→ **WHAT YOU SHOULD DO**
Reproduce every line of the listing below, word for word and with no changes.
[Opening THE INPUT section]
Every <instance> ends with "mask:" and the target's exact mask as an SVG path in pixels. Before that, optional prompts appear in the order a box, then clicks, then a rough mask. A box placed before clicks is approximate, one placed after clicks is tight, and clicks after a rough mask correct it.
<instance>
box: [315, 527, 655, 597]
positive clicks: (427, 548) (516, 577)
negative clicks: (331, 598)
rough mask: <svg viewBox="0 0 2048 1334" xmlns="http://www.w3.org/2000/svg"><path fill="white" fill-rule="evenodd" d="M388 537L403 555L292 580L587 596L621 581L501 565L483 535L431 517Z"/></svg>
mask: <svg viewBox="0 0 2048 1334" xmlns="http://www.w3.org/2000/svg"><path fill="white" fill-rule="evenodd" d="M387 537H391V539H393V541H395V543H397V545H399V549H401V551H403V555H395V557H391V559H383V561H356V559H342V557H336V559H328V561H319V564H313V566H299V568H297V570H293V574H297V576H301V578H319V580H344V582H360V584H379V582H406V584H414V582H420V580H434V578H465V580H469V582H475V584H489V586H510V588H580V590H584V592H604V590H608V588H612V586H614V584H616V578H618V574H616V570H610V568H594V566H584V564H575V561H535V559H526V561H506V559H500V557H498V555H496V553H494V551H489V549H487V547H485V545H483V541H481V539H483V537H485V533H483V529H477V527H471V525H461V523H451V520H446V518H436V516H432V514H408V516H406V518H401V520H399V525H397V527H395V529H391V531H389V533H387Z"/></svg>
[Closing THE INPUT section]
→ **PROBLEM SOLUTION**
Every <instance> ends with "mask:" and the target's exact mask as an SVG path in pixels. Before that, optional prompts appear in the order a box, then clicks, then a rough mask. A box placed before clicks is approximate, one placed after clicks is tight, and clicks after a rough mask correct it.
<instance>
box: [315, 527, 655, 597]
positive clicks: (427, 548) (516, 577)
negative clicks: (331, 598)
rough mask: <svg viewBox="0 0 2048 1334" xmlns="http://www.w3.org/2000/svg"><path fill="white" fill-rule="evenodd" d="M388 537L403 555L292 580L587 596L621 581L501 565L483 535L431 517Z"/></svg>
mask: <svg viewBox="0 0 2048 1334" xmlns="http://www.w3.org/2000/svg"><path fill="white" fill-rule="evenodd" d="M387 537H391V539H393V541H395V543H397V545H399V549H401V551H403V555H395V557H391V559H383V561H356V559H342V557H336V559H328V561H319V564H313V566H299V568H297V570H293V574H297V576H301V578H319V580H344V582H360V584H379V582H406V584H414V582H420V580H434V578H465V580H469V582H475V584H489V586H510V588H580V590H584V592H604V590H608V588H612V586H614V584H616V578H618V574H616V570H610V568H594V566H584V564H575V561H535V559H526V561H506V559H500V557H498V555H496V553H494V551H489V549H487V547H485V545H483V541H481V539H483V537H485V533H483V529H477V527H471V525H461V523H451V520H446V518H436V516H432V514H408V516H406V518H401V520H399V525H397V527H395V529H391V531H389V533H387Z"/></svg>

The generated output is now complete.